WHAT YOU NEED TO DO -
Quote each of the items below word for word, keeping every line in its original order.
━━━ DATA LINES
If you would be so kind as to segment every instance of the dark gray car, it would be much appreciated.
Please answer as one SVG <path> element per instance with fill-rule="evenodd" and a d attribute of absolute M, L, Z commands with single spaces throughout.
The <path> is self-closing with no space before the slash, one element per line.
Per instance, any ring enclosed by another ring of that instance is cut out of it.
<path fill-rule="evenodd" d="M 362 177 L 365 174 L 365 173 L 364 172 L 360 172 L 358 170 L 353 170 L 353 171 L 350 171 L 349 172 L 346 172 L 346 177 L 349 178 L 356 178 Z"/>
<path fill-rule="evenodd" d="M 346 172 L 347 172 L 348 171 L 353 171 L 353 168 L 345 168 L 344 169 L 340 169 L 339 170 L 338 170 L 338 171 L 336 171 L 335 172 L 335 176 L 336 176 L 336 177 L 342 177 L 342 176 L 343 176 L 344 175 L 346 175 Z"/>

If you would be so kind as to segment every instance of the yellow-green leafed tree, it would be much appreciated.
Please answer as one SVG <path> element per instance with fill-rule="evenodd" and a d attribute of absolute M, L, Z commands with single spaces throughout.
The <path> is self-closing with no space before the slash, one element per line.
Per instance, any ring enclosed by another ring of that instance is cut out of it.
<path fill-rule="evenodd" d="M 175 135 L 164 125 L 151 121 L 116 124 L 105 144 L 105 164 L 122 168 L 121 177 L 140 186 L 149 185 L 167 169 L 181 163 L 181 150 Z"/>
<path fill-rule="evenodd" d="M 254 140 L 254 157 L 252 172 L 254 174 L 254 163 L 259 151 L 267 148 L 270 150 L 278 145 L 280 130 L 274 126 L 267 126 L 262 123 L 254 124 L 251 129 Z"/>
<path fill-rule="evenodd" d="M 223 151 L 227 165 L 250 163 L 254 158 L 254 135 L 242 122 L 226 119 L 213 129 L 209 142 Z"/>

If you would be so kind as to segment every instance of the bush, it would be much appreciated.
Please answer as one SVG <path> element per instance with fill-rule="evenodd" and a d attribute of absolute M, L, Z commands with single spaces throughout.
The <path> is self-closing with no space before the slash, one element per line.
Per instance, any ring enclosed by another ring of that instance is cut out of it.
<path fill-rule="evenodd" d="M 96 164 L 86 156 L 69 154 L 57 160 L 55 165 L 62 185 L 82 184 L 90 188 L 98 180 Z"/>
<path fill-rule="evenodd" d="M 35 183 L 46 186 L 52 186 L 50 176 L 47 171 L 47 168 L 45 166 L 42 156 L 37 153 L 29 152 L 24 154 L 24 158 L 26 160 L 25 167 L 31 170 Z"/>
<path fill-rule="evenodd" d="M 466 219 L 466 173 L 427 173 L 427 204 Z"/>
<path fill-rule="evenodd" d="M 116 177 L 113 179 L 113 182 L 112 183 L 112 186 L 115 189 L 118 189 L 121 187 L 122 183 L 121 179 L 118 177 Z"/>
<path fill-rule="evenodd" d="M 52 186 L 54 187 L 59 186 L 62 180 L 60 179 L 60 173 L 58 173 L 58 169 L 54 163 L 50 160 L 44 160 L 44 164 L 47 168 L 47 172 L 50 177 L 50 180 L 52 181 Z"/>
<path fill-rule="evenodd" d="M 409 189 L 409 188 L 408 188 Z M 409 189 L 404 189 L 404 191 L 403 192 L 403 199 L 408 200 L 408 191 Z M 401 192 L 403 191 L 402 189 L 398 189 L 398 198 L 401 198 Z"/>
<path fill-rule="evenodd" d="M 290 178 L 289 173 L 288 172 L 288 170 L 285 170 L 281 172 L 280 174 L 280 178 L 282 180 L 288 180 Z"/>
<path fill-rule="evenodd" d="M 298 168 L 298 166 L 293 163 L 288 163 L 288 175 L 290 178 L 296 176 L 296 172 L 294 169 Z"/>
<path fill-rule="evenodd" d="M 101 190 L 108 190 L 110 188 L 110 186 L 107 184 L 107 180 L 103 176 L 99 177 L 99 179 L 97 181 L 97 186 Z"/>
━━━━━━
RESPONSE TO THIS EXERCISE -
If you would be so kind as to segment every instance of the dark gray car, it would be much appreciated.
Please answer as one SVG <path> element per instance with fill-rule="evenodd" and a d attribute of absolute M, L, Z commands with single spaces throughout.
The <path> is self-closing with no space before the slash, one element per line.
Per instance, any ring enclosed by another ring of that instance is cut out of it.
<path fill-rule="evenodd" d="M 362 177 L 365 174 L 365 173 L 364 172 L 360 172 L 358 170 L 353 170 L 353 171 L 350 171 L 349 172 L 346 172 L 346 177 L 349 178 L 356 178 Z"/>
<path fill-rule="evenodd" d="M 346 172 L 347 172 L 348 171 L 353 171 L 353 168 L 345 168 L 344 169 L 340 169 L 339 170 L 338 170 L 338 171 L 336 171 L 335 172 L 335 176 L 336 176 L 336 177 L 342 177 L 342 176 L 343 176 L 344 175 L 346 175 Z"/>

If you would be so kind as to segment every instance of the yellow-green leafed tree, it would be much appreciated.
Please answer as one SVG <path> element per instance with fill-rule="evenodd" and a d attribute of absolute M, L, Z commands with single spaces throughout.
The <path> is self-closing with no space before the slash, one element per line.
Per instance, any ring enclosed by another ring of that instance is cut out of it.
<path fill-rule="evenodd" d="M 175 135 L 164 125 L 151 121 L 116 124 L 105 144 L 105 164 L 122 168 L 121 177 L 140 186 L 149 185 L 167 169 L 181 163 L 181 150 Z"/>
<path fill-rule="evenodd" d="M 254 140 L 254 157 L 252 172 L 254 174 L 254 163 L 259 151 L 267 148 L 270 150 L 278 145 L 280 130 L 274 126 L 267 126 L 262 123 L 254 124 L 251 129 Z"/>
<path fill-rule="evenodd" d="M 223 151 L 227 165 L 250 163 L 254 158 L 254 135 L 242 122 L 226 119 L 213 129 L 209 142 Z"/>

If you would be so kind as to segment every instance of the bush, it would be much appreciated.
Please answer as one SVG <path> element per instance with fill-rule="evenodd" and a d attribute of absolute M, L, Z commands with single spaces throughout.
The <path> is self-closing with no space before the slash, one element per line.
Per instance, any ring enclosed by another ring of that instance is cut out of it.
<path fill-rule="evenodd" d="M 96 164 L 86 156 L 69 154 L 57 160 L 55 165 L 62 185 L 82 184 L 90 188 L 98 180 Z"/>
<path fill-rule="evenodd" d="M 35 183 L 46 186 L 52 186 L 50 176 L 47 171 L 47 168 L 45 166 L 42 156 L 37 153 L 29 152 L 24 154 L 24 158 L 26 160 L 25 167 L 31 170 Z"/>
<path fill-rule="evenodd" d="M 466 219 L 466 173 L 427 173 L 427 204 Z"/>
<path fill-rule="evenodd" d="M 116 177 L 113 179 L 113 182 L 112 183 L 112 186 L 115 189 L 118 189 L 121 187 L 122 183 L 121 179 L 118 177 Z"/>
<path fill-rule="evenodd" d="M 52 186 L 54 187 L 59 186 L 62 180 L 60 179 L 60 173 L 58 173 L 58 169 L 54 163 L 50 160 L 44 160 L 44 164 L 47 168 L 47 172 L 50 177 L 50 180 L 52 181 Z"/>
<path fill-rule="evenodd" d="M 409 189 L 409 188 L 408 188 Z M 409 189 L 404 189 L 404 191 L 403 192 L 403 199 L 408 200 L 408 191 Z M 401 192 L 403 191 L 402 189 L 398 189 L 398 198 L 401 198 Z"/>
<path fill-rule="evenodd" d="M 290 178 L 289 173 L 288 172 L 288 170 L 285 170 L 281 172 L 280 174 L 280 178 L 282 180 L 288 180 Z"/>
<path fill-rule="evenodd" d="M 298 168 L 298 166 L 293 163 L 288 163 L 288 175 L 290 178 L 296 176 L 296 172 L 294 169 Z"/>
<path fill-rule="evenodd" d="M 101 190 L 108 190 L 110 188 L 110 186 L 107 184 L 107 180 L 103 176 L 99 177 L 99 179 L 97 181 L 97 186 Z"/>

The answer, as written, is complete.